■ **The exercise**:
Write out the entire listing below exactly as it appears, minus any pictures.
-- start of Material supplied --
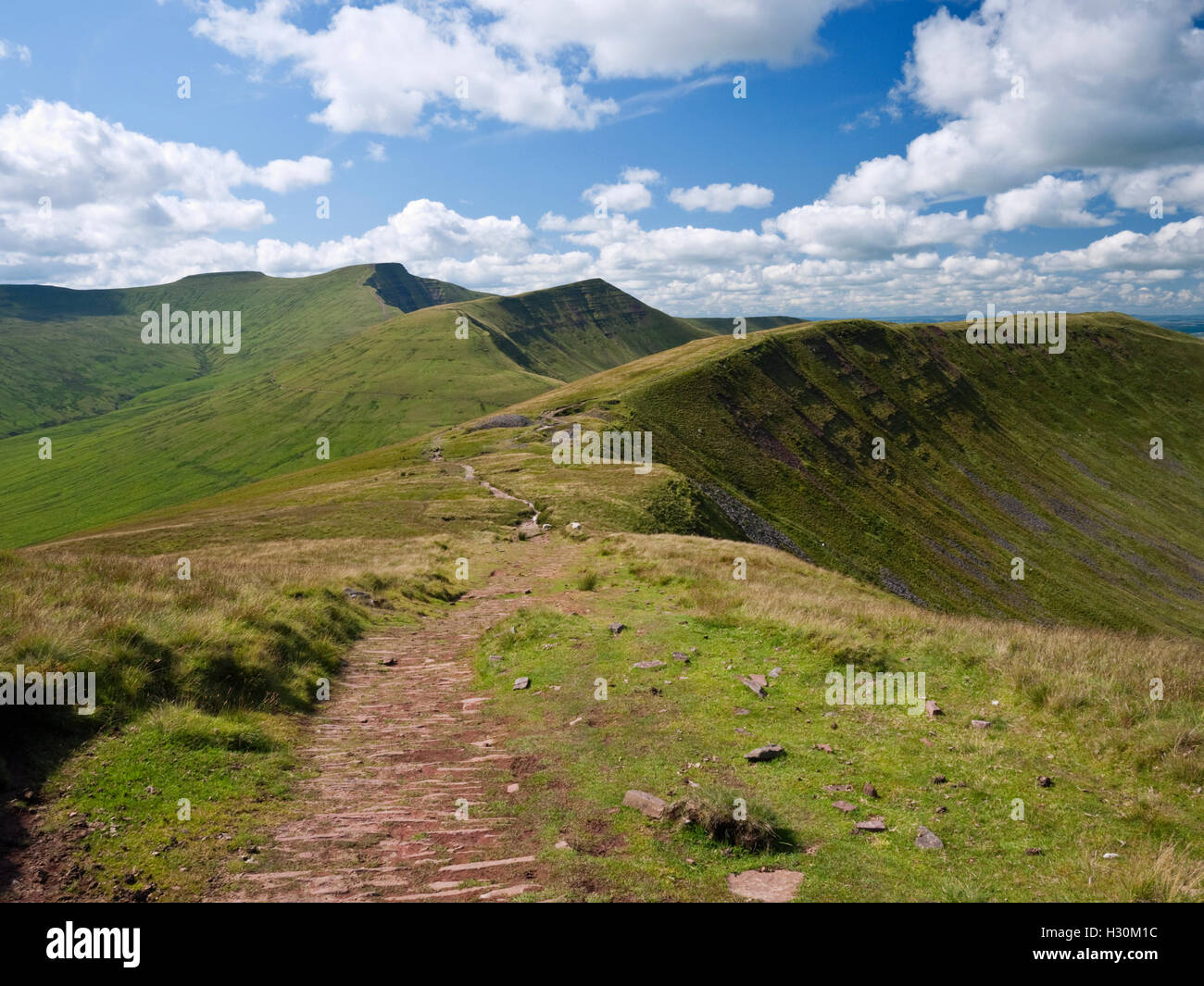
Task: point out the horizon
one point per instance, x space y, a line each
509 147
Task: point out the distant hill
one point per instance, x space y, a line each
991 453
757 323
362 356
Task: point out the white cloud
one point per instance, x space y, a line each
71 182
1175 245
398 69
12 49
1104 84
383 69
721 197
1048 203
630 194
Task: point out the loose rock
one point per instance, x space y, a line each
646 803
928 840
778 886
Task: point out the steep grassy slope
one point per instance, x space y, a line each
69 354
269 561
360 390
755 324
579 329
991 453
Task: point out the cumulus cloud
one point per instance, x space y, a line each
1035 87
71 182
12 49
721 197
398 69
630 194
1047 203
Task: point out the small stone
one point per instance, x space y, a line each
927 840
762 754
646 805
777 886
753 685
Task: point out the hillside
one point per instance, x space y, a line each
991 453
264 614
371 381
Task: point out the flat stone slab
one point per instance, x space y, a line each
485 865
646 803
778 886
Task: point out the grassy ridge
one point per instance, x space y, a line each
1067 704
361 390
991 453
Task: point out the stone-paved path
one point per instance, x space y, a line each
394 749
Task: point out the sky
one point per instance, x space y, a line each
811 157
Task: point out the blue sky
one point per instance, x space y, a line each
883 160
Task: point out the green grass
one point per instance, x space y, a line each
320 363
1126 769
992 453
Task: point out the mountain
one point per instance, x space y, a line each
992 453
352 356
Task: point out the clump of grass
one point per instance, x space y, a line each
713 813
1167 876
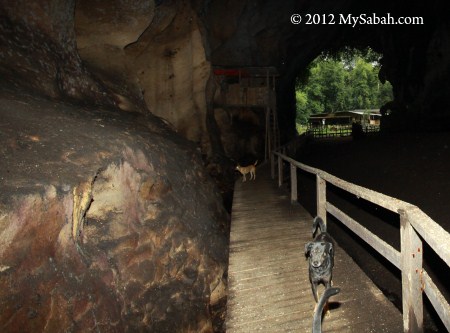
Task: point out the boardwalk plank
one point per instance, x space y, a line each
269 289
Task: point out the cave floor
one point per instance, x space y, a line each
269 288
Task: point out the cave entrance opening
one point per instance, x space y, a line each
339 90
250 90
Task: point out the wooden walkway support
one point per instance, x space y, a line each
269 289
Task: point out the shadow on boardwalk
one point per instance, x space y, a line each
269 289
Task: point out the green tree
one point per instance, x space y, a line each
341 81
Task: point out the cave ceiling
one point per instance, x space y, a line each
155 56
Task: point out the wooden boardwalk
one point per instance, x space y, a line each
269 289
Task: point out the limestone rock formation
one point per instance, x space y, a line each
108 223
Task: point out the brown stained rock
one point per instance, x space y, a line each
-- end of Material supplied --
■ **Written solution**:
Task: point out the horizon
one point per instance, x space y, a line each
509 147
Task: point out the distant hill
one point per instance, x space y, a line each
991 453
757 323
362 356
Task: point out the white cloud
one point per instance, x space y, a line each
71 182
1175 245
398 69
12 49
1104 84
383 69
721 197
1048 203
630 194
Task: point out the loose rock
one point per instance, x space y, a line each
646 803
928 840
778 886
Task: point out the steep grassy slope
one point per instance, x space y, a line each
69 354
269 561
360 390
755 324
579 329
991 453
Task: point out the cumulus cloud
one point per instance, x space y, a line each
1035 87
71 182
12 49
721 197
398 69
630 194
1047 203
Task: point out the small stone
one point per instance, x space y, a line each
927 840
762 754
646 805
777 886
753 685
Task: point out the hillside
one point per instance, x space y, a line each
991 453
264 614
371 381
Task: point out the flat stone slab
one point per instance, x space y, a line each
485 865
646 803
778 886
Task: point out the grassy ridge
one point per instance, x space y, a line each
1067 704
361 390
991 453
Task: point out the stone-paved path
one point per instance, x space y, a line each
394 749
Task: point out the sky
one point per instance, x space y, a line each
811 157
Task: point out the blue sky
one point per instance, x space y, a line each
883 160
Task: point out the green grass
one point per instance, x space y, a line each
320 363
1126 769
992 453
Task: point out the mountain
one point per instance, x space y, a line each
992 453
352 356
Task: point out the clump of grass
one point per instance, x space y, a line each
713 813
1167 876
Task: point out the boardwalk plank
one point per instance, x space y, a line each
269 289
Task: point out the cave floor
one point per instance, x space y, a line each
269 288
Task: point out the cave entrance opening
one point per instance, x space y, a line each
339 90
250 90
Task: point out the wooden walkway support
one point per instance, x space y, a line each
269 289
Task: point out the shadow on boardwalk
one point per instance, x space y, a line each
269 289
Task: point out the green tree
one point per instance, x space y, a line each
341 81
Task: point out the cave ceiling
one point per instance, x space y, a line each
155 56
Task: point out the wooden boardwalk
one point per instance, x space y, a line each
269 289
Task: point out the limestone rock formation
one point per instance, x space y, a line each
108 223
Task: point out the brown stained rock
one point per instance, x space y, a line each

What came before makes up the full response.